§ **Your objective**
Each entry must be duplicated precisely, with nothing left out.

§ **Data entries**
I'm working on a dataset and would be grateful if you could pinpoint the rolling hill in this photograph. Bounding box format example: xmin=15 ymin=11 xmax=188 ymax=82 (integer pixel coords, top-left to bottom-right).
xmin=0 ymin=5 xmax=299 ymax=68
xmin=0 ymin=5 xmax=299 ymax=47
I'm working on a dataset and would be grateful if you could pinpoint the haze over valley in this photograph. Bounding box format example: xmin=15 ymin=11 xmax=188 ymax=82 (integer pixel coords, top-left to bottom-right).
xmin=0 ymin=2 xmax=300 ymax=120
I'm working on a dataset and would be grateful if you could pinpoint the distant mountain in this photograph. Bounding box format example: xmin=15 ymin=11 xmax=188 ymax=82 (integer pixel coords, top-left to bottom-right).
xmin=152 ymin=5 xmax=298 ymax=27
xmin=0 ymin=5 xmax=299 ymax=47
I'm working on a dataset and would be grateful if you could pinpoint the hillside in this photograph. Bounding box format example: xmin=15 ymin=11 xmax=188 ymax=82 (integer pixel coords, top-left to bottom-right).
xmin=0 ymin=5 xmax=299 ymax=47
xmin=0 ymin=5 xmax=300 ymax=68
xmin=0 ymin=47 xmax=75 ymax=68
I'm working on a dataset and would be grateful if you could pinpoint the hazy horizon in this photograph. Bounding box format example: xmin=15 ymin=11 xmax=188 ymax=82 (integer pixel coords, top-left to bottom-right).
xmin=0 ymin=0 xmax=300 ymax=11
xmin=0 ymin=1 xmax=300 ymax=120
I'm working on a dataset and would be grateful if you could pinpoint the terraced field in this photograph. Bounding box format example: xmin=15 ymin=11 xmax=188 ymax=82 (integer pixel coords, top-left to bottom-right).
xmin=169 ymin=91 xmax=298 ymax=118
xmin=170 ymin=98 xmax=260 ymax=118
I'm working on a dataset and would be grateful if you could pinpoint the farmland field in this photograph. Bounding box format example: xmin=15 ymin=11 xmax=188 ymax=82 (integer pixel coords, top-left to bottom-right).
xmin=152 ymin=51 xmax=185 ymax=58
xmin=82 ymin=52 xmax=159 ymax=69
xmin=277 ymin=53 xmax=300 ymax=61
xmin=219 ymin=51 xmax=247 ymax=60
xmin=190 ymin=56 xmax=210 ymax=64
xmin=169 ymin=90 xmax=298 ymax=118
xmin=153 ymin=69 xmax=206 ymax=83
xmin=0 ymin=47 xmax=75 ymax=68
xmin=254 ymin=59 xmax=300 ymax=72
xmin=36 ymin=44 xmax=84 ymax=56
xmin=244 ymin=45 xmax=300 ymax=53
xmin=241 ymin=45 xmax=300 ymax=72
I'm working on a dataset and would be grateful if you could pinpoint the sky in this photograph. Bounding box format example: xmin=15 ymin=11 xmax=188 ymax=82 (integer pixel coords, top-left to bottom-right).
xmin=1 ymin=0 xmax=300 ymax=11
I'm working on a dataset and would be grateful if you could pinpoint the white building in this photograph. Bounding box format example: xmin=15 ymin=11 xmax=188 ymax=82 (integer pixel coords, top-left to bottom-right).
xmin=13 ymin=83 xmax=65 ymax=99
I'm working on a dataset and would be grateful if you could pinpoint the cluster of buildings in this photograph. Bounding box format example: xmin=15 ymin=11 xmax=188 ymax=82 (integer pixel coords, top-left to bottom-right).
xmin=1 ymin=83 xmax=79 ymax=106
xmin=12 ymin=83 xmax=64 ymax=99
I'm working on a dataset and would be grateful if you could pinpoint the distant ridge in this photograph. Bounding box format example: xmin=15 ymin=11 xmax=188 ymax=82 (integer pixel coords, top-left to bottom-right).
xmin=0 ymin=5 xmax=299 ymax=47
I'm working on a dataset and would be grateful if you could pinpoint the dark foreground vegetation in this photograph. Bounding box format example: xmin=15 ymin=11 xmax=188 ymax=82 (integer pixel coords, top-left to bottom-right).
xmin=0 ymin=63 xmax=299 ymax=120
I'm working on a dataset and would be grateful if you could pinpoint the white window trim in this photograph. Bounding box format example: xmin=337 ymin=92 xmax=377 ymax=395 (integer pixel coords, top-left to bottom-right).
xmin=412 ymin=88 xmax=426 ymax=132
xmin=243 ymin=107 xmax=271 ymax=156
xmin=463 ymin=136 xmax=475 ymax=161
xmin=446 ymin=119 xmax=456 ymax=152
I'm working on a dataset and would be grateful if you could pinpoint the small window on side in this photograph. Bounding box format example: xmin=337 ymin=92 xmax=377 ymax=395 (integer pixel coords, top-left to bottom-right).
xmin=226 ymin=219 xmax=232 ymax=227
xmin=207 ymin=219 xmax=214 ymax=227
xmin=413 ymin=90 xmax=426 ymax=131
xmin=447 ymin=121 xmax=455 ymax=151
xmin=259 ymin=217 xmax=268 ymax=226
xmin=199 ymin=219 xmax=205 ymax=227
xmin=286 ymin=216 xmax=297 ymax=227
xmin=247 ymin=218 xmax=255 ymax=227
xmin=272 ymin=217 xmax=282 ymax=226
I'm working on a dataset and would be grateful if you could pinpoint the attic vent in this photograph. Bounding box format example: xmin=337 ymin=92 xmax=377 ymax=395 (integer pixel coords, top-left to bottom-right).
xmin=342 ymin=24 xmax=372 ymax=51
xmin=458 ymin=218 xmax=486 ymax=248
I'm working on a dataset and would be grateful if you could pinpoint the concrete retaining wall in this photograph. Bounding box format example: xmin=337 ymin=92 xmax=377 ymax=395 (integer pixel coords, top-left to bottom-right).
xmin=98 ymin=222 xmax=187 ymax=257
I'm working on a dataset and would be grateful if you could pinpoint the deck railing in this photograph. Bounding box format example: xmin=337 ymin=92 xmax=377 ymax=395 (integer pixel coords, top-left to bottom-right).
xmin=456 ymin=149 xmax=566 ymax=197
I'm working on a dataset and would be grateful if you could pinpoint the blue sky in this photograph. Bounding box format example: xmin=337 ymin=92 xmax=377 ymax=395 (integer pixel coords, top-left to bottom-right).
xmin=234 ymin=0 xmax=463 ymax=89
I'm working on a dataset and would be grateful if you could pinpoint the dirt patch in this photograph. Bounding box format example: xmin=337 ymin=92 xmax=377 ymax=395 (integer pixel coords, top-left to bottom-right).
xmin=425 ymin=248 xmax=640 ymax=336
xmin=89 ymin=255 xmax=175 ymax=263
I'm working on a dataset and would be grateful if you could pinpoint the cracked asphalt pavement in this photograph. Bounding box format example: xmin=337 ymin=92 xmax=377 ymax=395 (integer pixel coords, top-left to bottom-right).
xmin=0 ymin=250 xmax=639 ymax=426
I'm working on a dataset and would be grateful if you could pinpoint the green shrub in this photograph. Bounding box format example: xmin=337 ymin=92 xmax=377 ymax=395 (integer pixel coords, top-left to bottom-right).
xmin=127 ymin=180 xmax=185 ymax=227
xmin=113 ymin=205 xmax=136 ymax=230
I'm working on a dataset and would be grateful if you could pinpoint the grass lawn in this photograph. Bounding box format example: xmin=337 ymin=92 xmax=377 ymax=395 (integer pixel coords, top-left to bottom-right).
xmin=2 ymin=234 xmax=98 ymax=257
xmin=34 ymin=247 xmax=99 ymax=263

§ **Task result**
I'm working on a dataset and would be grateful if you could pinpoint the rolling hill in this photograph. Bounding box format example: xmin=15 ymin=11 xmax=188 ymax=82 (integer pixel coords, top-left to bottom-right).
xmin=0 ymin=5 xmax=299 ymax=68
xmin=0 ymin=5 xmax=299 ymax=47
I'm working on a dataset and would be grateful if you could pinpoint the haze over valley in this photograph. Bounding box format example: xmin=15 ymin=11 xmax=188 ymax=82 (integer pixel coords, top-left to bottom-right).
xmin=0 ymin=2 xmax=300 ymax=120
I'm working on a dataset and would be grateful if you could pinpoint the distant mountain in this photograph. Bounding box format example: xmin=15 ymin=11 xmax=188 ymax=82 (integer pixel coords, top-left to bottom-right).
xmin=152 ymin=5 xmax=298 ymax=27
xmin=0 ymin=5 xmax=299 ymax=47
I'm working on a dataset and would be grateful if you could pinpoint the hillside in this photograph. Bounding box format example: xmin=15 ymin=11 xmax=188 ymax=82 (integer pixel coords, top-left to bottom-right).
xmin=0 ymin=5 xmax=299 ymax=47
xmin=0 ymin=5 xmax=300 ymax=68
xmin=0 ymin=47 xmax=75 ymax=68
I'm working on a dataset and would be grateful if you could pinpoint the hazy horizon in this photograph. Bounding box format example: xmin=15 ymin=11 xmax=188 ymax=82 (integer pixel coords, top-left to bottom-right).
xmin=0 ymin=0 xmax=300 ymax=11
xmin=0 ymin=1 xmax=300 ymax=120
I'm working on a dataset and would be grateful if you could pinpoint the terraced field in this photograph. Bounding box format example: xmin=15 ymin=11 xmax=188 ymax=82 (integer pixel coords, top-left to bottom-right).
xmin=169 ymin=91 xmax=298 ymax=118
xmin=170 ymin=98 xmax=260 ymax=118
I'm working on a dataset and would be grateful if you could pinpoint the farmland field in this photograph. Bounding box format example: xmin=15 ymin=11 xmax=188 ymax=82 (integer pixel coords, top-left to bottom-right).
xmin=152 ymin=51 xmax=185 ymax=58
xmin=82 ymin=52 xmax=159 ymax=69
xmin=277 ymin=53 xmax=300 ymax=61
xmin=219 ymin=51 xmax=247 ymax=60
xmin=190 ymin=56 xmax=210 ymax=64
xmin=169 ymin=90 xmax=298 ymax=118
xmin=153 ymin=69 xmax=206 ymax=83
xmin=0 ymin=47 xmax=75 ymax=68
xmin=254 ymin=59 xmax=300 ymax=72
xmin=36 ymin=44 xmax=84 ymax=56
xmin=244 ymin=45 xmax=300 ymax=53
xmin=241 ymin=45 xmax=300 ymax=72
I'm working on a dataset and would be grateful if you could pinpoint the sky in this photograph. Bounding box format example: xmin=15 ymin=11 xmax=188 ymax=82 (integer pixel coords, top-left to bottom-right).
xmin=1 ymin=0 xmax=300 ymax=11
I'm working on a dataset and would be grateful if you could pinpoint the white building in this photograph. Bounding box format example: xmin=15 ymin=11 xmax=188 ymax=82 (integer pixel coords, top-left to bottom-right).
xmin=13 ymin=83 xmax=65 ymax=99
I'm working on a dataset and would be grateful if you could pinpoint the cluster of buildings in this photograph. Bounding box format example: xmin=15 ymin=11 xmax=188 ymax=82 (integer pixel coords, top-left to bottom-right).
xmin=1 ymin=83 xmax=79 ymax=106
xmin=12 ymin=83 xmax=64 ymax=99
I'm working on a dataset and would be grateful if you could pinpoint the distant ridge in this photograph. Bounding box format example: xmin=15 ymin=11 xmax=188 ymax=82 (integer pixel coords, top-left to bottom-right).
xmin=0 ymin=5 xmax=299 ymax=47
I'm working on a dataset and would be grateful if you could pinpoint the dark foreground vegetation in this photograph. Bounding box format example: xmin=15 ymin=11 xmax=188 ymax=82 (integer pixel coords, top-left to bottom-right).
xmin=0 ymin=63 xmax=299 ymax=120
I'm working on a dataset and would be grateful if you could pinpoint the white window trim in this photograph. Bounding box format example: xmin=337 ymin=92 xmax=377 ymax=395 (integer pixel coords, top-left to bottom-right).
xmin=412 ymin=88 xmax=426 ymax=132
xmin=243 ymin=107 xmax=271 ymax=156
xmin=463 ymin=136 xmax=475 ymax=161
xmin=446 ymin=119 xmax=456 ymax=152
I'm working on a dataset and would be grateful if you could pinpoint the small window on side in this photograph. Bounding box format example: xmin=337 ymin=92 xmax=377 ymax=395 (integer pixel coords, top-left to bottom-right).
xmin=226 ymin=219 xmax=232 ymax=227
xmin=207 ymin=219 xmax=214 ymax=227
xmin=413 ymin=90 xmax=426 ymax=131
xmin=447 ymin=121 xmax=455 ymax=151
xmin=259 ymin=217 xmax=268 ymax=226
xmin=199 ymin=219 xmax=205 ymax=227
xmin=286 ymin=216 xmax=297 ymax=227
xmin=247 ymin=218 xmax=255 ymax=227
xmin=272 ymin=217 xmax=282 ymax=226
I'm working on a dataset and would be grateful if you could pinpoint the attic vent in this photograph. Bounding box format example: xmin=337 ymin=92 xmax=377 ymax=395 (integer pixel coords, top-left to bottom-right).
xmin=342 ymin=24 xmax=372 ymax=51
xmin=458 ymin=218 xmax=486 ymax=248
I'm working on a dataset and would be grateful if you could pinpoint the concrete retaining wall in this photograph. Bounding box format example: xmin=337 ymin=92 xmax=377 ymax=395 (integer pixel coords, top-left to bottom-right).
xmin=98 ymin=222 xmax=187 ymax=257
I'm working on a dataset and would be grateful if you could pinpoint the deck railing in this photograph. Bounding box format example: xmin=337 ymin=92 xmax=377 ymax=395 (integer pixel coords, top-left to bottom-right).
xmin=456 ymin=149 xmax=566 ymax=197
I'm working on a dataset and would be grateful if you could pinpoint the blue sky in this photograph. Bounding box format example: xmin=337 ymin=92 xmax=377 ymax=395 (integer pixel coords, top-left to bottom-right).
xmin=234 ymin=0 xmax=463 ymax=89
I'm working on a dataset and would be grateful if you could pinpoint the dirt patch in this photograph. Bounding box format example: xmin=337 ymin=92 xmax=377 ymax=395 (integer pixel coords, top-left to bottom-right).
xmin=425 ymin=248 xmax=640 ymax=336
xmin=89 ymin=255 xmax=175 ymax=263
I'm working on a dataset and would be grateful if you could pinpoint the cracked asphalt pavement in this photograph. Bounding box format example: xmin=337 ymin=92 xmax=377 ymax=395 (integer pixel coords, top-left to bottom-right).
xmin=0 ymin=250 xmax=639 ymax=426
I'm working on a dataset and would be grateful if you could pinpoint the green shrub in this photograph. Bounding box format example: xmin=337 ymin=92 xmax=377 ymax=395 (integer pixel coords, top-left to bottom-right).
xmin=127 ymin=180 xmax=185 ymax=227
xmin=113 ymin=205 xmax=136 ymax=230
I'm working on a dataset and would be grateful if you could pinpoint the grass lawn in this photograph. Bounding box format example: xmin=337 ymin=92 xmax=377 ymax=395 (integer pixel coords, top-left to bottom-right).
xmin=2 ymin=234 xmax=98 ymax=257
xmin=34 ymin=247 xmax=99 ymax=263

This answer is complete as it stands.